#### Exercise inputs:

++++++++

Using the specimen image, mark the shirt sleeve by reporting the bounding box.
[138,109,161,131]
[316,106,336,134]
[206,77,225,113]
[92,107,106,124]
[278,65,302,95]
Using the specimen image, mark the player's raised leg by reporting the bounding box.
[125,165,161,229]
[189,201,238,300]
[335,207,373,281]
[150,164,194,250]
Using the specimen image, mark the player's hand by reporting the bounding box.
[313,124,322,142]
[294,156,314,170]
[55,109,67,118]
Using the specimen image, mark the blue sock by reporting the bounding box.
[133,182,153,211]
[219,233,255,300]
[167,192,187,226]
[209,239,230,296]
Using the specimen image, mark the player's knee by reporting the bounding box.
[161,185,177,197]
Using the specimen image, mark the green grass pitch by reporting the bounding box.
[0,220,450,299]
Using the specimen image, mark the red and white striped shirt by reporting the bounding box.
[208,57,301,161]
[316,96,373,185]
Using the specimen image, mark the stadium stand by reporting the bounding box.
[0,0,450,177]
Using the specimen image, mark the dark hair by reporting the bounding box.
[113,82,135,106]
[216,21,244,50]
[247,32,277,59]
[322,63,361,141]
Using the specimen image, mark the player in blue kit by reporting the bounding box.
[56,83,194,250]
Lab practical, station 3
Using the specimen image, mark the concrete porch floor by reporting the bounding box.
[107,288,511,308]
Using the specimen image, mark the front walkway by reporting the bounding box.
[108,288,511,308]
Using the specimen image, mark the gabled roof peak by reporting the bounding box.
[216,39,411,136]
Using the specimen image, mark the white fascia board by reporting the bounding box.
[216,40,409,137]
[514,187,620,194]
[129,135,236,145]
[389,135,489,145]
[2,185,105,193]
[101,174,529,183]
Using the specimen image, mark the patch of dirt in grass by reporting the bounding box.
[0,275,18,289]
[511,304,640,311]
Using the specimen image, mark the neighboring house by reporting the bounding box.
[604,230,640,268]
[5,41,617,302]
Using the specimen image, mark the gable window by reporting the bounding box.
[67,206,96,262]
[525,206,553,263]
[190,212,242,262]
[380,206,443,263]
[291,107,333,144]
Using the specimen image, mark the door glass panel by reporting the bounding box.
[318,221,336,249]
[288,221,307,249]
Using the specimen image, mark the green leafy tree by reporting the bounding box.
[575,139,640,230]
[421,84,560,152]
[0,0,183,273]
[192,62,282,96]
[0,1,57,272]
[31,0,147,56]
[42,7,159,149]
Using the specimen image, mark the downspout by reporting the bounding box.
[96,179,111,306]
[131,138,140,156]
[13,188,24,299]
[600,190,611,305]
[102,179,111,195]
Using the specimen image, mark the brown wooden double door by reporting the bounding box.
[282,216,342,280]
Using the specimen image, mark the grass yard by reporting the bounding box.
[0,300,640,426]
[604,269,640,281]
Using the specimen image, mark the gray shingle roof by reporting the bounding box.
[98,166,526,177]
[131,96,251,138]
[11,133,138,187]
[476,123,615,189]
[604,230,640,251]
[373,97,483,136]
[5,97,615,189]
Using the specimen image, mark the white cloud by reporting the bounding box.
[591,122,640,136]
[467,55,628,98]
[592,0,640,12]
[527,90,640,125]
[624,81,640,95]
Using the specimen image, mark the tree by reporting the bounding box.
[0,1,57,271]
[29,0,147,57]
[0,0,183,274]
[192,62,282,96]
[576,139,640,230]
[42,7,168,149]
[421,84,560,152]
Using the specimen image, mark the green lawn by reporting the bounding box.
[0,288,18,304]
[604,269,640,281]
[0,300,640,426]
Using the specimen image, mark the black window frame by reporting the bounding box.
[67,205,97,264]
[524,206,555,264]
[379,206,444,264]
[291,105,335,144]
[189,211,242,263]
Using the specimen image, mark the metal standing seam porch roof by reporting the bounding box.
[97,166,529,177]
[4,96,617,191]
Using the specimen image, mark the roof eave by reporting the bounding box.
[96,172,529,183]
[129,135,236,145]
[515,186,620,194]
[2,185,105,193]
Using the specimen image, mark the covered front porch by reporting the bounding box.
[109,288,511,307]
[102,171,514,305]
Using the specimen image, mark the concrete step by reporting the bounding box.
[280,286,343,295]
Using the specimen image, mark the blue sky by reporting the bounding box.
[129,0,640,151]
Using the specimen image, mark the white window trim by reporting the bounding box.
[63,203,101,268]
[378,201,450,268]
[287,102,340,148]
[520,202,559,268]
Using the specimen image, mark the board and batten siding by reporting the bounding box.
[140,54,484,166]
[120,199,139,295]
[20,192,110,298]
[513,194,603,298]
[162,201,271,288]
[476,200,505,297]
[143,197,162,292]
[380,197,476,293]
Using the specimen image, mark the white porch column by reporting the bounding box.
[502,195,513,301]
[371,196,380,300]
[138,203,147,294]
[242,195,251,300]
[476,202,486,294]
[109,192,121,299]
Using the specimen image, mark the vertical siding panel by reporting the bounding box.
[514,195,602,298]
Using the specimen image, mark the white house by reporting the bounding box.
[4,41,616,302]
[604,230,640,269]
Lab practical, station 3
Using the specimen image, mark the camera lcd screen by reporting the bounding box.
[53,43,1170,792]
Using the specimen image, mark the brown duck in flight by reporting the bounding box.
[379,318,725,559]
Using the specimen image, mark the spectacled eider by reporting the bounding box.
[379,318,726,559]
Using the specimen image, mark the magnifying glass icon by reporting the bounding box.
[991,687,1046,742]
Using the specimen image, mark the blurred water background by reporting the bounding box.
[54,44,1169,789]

++++++++

#### Directive:
Please update every row above by replacing "by reporting the bounding box" with "by giving its bounding box", leaving all other text unchanged.

#### Result:
Using the specimen image, mark the shirt sleeve by giving its bounding box.
[138,109,161,131]
[316,106,336,134]
[206,77,225,113]
[92,107,106,124]
[278,65,302,95]
Using the specimen image, mark the player's raised leg by giving its bounding box.
[125,165,161,229]
[189,201,238,300]
[335,207,373,281]
[150,164,194,250]
Using the specimen image, mark the player's hand by giving its bounding box.
[313,124,322,142]
[294,156,314,170]
[55,109,67,118]
Using the specimen image, mark the blue sock by giving its bounding box.
[133,182,153,211]
[219,233,255,300]
[167,192,187,226]
[209,239,230,296]
Using the specimen image, mark the player's knee by giving its bounding box.
[161,185,177,197]
Using the specimen image, mark the green grass pitch by giving its bounding box.
[0,220,450,299]
Using the specimen image, mark the red and white striped shirt by giving its bounding box.
[208,57,301,161]
[316,96,373,185]
Using the specimen image, mark the stadium stand by giving its bounding box.
[0,0,450,177]
Using the specimen image, mark the dark hair by giving its bounding box.
[113,82,135,106]
[216,21,244,50]
[247,32,277,59]
[322,63,361,141]
Using the specimen image, mark the player in blue kit by giving its bounding box.
[56,83,194,250]
Lab practical, station 3
Using the specimen image, mark the concrete porch floor by giving its bounding box.
[107,288,511,308]
Using the specimen image, mark the front walkway by giving its bounding box.
[108,288,511,308]
Using the specimen image, mark the gabled roof peak by giving its bounding box.
[216,39,411,136]
Using the specimen image, mark the white fascia board by giving its bounding box.
[216,40,409,137]
[514,187,620,194]
[129,135,236,145]
[389,135,489,145]
[2,185,105,193]
[101,174,529,183]
Using the specimen image, mark the patch of dirt in grass by giving its bounding box.
[0,275,18,289]
[511,304,640,311]
Using the specimen image, mark the neighboring house by giving its bounding box.
[604,230,640,268]
[5,41,617,302]
Using the specimen image, mark the gable window by giving its bounding box.
[67,206,96,262]
[525,206,553,263]
[190,212,242,262]
[380,206,443,263]
[291,107,333,144]
Using the specimen image, mark the door glass panel by giving its bounding box.
[318,221,336,249]
[288,221,307,249]
Using the specimen image, mark the green leafy tree by giving its bounding box.
[575,139,640,230]
[421,84,560,152]
[0,0,183,273]
[192,62,282,96]
[0,1,57,272]
[31,0,147,56]
[42,7,159,149]
Using the specimen image, mark the downspout by giving its bounding box.
[96,179,111,306]
[131,138,140,156]
[13,188,24,299]
[600,190,611,305]
[102,179,111,195]
Using the specimen image, mark the brown wooden double door by giving its bounding box.
[282,216,342,280]
Using the specimen image, mark the grass yard by giving its bounding box.
[0,300,640,426]
[604,269,640,281]
Using the specimen image, mark the gray shingle roof by giving its bounding box.
[98,166,526,177]
[131,96,251,138]
[11,133,138,187]
[476,123,615,189]
[604,230,640,251]
[373,97,483,136]
[5,97,615,189]
Using the specimen image, mark the white cloud by giving its bounding box.
[591,122,640,136]
[467,55,628,98]
[592,0,640,12]
[527,90,640,125]
[624,81,640,95]
Using the specimen image, mark the tree by giving its bounding box.
[0,1,57,271]
[29,0,147,57]
[0,0,183,274]
[192,62,282,96]
[576,139,640,230]
[42,7,168,149]
[421,84,560,152]
Using the specimen image, mark the green lawn by giving its bounding box.
[0,288,18,304]
[604,269,640,281]
[0,300,640,426]
Using the specimen image, mark the black window frame by giving its bounding box.
[67,205,97,264]
[524,206,555,264]
[379,206,444,264]
[291,105,335,144]
[189,211,242,263]
Using the specimen image, mark the metal standing seam porch roof by giving its bounding box.
[97,166,529,177]
[4,96,617,191]
Using the specimen image, mark the roof eave by giving its bounding box.
[96,172,529,183]
[129,135,236,145]
[515,186,620,194]
[2,185,105,193]
Using the specimen image, mark the covered front porch by giving its bounding box.
[109,288,511,307]
[102,171,514,305]
Using the specimen image, mark the concrete step by giving its bounding box.
[280,286,343,295]
Using the specimen image, mark the blue sky by giving its bounding box.
[129,0,640,151]
Using the specimen image, mark the white window trim by giving its bounding box.
[63,203,101,268]
[378,201,450,268]
[287,102,340,148]
[520,202,559,268]
Using the specimen image, mark the board and batten siding by giving its bounding box.
[140,54,484,166]
[120,199,139,295]
[20,192,110,298]
[513,194,603,298]
[162,201,271,288]
[476,200,505,297]
[143,197,162,292]
[380,197,476,293]
Using the specimen image, mark the white porch column by giving its bounding box.
[502,195,513,301]
[371,196,380,300]
[138,203,147,294]
[242,195,251,300]
[476,202,486,294]
[109,192,121,299]
Using the specimen image, mark the vertical siding panel by giving its bounding box.
[514,195,602,298]
Using the specimen image, mark the white house by giving its bounding box.
[4,41,616,302]
[604,230,640,269]
Lab practical, station 3
Using the specimen image, mark the camera lcd screen by giving its bounding box.
[53,43,1170,792]
Using the specimen image, mark the brown duck in flight by giving its bounding box.
[379,318,725,559]
Using the specimen image, mark the spectacled eider by giving its bounding box.
[379,318,726,559]
Using the specimen image, mark the magnifying glass icon by giving its bounding box.
[991,687,1046,742]
Using the specimen image, mark the blurred water background by giving its bounding box.
[54,44,1169,789]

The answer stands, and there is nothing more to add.